__Set exercise__. Please copy the data that follows line for line, leaving the pictures out of your answer.

## start Provided information

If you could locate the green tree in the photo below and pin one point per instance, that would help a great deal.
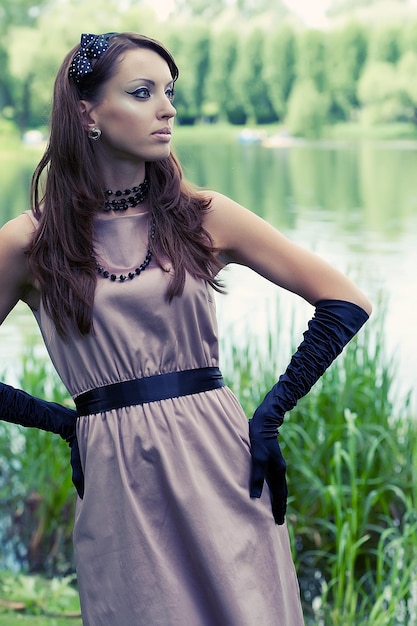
(407, 72)
(192, 56)
(200, 8)
(311, 58)
(249, 84)
(279, 66)
(409, 37)
(219, 97)
(380, 93)
(347, 52)
(385, 43)
(307, 110)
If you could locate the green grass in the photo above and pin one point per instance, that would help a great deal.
(351, 450)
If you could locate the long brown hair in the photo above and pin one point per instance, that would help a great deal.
(60, 256)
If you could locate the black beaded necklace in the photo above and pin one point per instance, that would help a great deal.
(138, 270)
(136, 195)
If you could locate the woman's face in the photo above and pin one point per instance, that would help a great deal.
(135, 111)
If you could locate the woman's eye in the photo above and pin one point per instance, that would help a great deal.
(141, 92)
(170, 94)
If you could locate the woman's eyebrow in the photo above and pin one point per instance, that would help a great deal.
(149, 81)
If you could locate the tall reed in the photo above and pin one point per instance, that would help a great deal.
(351, 451)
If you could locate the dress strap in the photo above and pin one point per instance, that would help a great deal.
(148, 389)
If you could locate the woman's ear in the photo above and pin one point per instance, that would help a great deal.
(87, 114)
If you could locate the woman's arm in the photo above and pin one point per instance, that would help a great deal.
(340, 311)
(243, 237)
(15, 281)
(17, 406)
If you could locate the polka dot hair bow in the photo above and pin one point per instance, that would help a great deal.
(91, 47)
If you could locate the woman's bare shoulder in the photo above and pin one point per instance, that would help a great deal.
(16, 234)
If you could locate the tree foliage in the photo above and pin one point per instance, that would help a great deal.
(231, 68)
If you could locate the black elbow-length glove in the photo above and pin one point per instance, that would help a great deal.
(333, 325)
(18, 407)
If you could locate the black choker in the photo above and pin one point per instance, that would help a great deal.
(136, 272)
(138, 194)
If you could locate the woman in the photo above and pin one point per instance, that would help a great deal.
(118, 260)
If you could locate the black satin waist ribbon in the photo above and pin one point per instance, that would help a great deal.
(148, 389)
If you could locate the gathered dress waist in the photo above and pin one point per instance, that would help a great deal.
(148, 389)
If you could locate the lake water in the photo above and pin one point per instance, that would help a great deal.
(355, 204)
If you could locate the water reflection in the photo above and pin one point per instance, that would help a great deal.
(355, 204)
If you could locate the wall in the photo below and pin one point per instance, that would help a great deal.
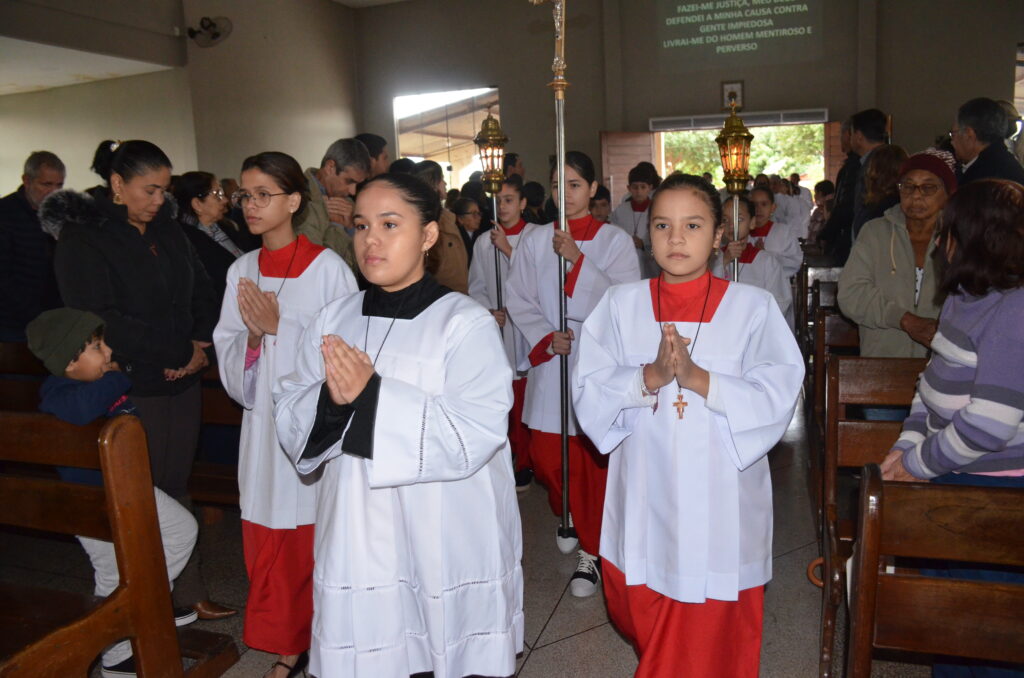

## end Provided information

__Response__.
If you could locate the green tree in the photo below and pin one point per instance, that would help a great deal.
(407, 72)
(192, 56)
(200, 8)
(311, 58)
(249, 84)
(279, 66)
(409, 37)
(219, 97)
(380, 93)
(347, 52)
(385, 43)
(307, 110)
If you could locate the green grass in the photo above and pin one point per instance, that would help a great deal.
(351, 450)
If you could locate the long brown hair in the photo above and pin one point per instance, that would help a great deal.
(60, 256)
If you could locate the black beaded necklace in the photo above and pin one point per instance, that would help a great deal.
(138, 270)
(136, 195)
If you could locate the woman's face in the photo above and pin one point per instance, that would help a great deal.
(135, 111)
If you could locate the woman's eye in the photo above and pin one point per instance, that would help a great deal.
(141, 92)
(170, 94)
If you could locate the woman's eyebrow in the photo above and pin one point per instance, that would help a great deal.
(149, 81)
If you could locate the tall reed in the photo above and pin one point per instance, that would help a great deal.
(351, 451)
If you could locate the dress strap in the photo above and pin one point per instance, that would help a great deal.
(148, 389)
If you could locate the woman's ear in the photo above and pin one point per instance, that would help a great deal.
(87, 114)
If you could locate the woman's arm in the photo above and pin one point per instance, that would help a great deal.
(340, 311)
(243, 237)
(15, 281)
(17, 406)
If you could locate the polka dot hair bow in the photo above and pin one point per instance, that would help a great deal.
(91, 47)
If you could locate the woman's bare shoulder in the photo above and pin one point per instance, that would help a great deal.
(16, 234)
If you could locate the tree foliage in the photo above and pin one point per instance, that would help a great deal.
(231, 68)
If you could locate the black elbow-length glove in the photo above and pin one point per instance, that would help a great deal.
(333, 325)
(18, 407)
If you could locate the black choker in the photo above and pin one point per instance, that would help a great deal.
(136, 272)
(138, 194)
If you could locate the woman in the photo above and pin one point per instance, that would help a great deal.
(118, 260)
If you could locate the black satin waist ribbon in the photo above and pin one point per instance, that would help a great deal.
(148, 389)
If you could locate the gathered dress waist in the photo above and pin one point per instance, that would help a great deal.
(148, 389)
If you could locate the lake water in the photo above and pin one point per instance, that would help a great deal.
(355, 204)
If you could locate the water reflection in the photo above and pin one point per instance, that would help a great deal.
(355, 204)
If you could locate the wall in the photo below and pin one point per instance, that would help a great deal.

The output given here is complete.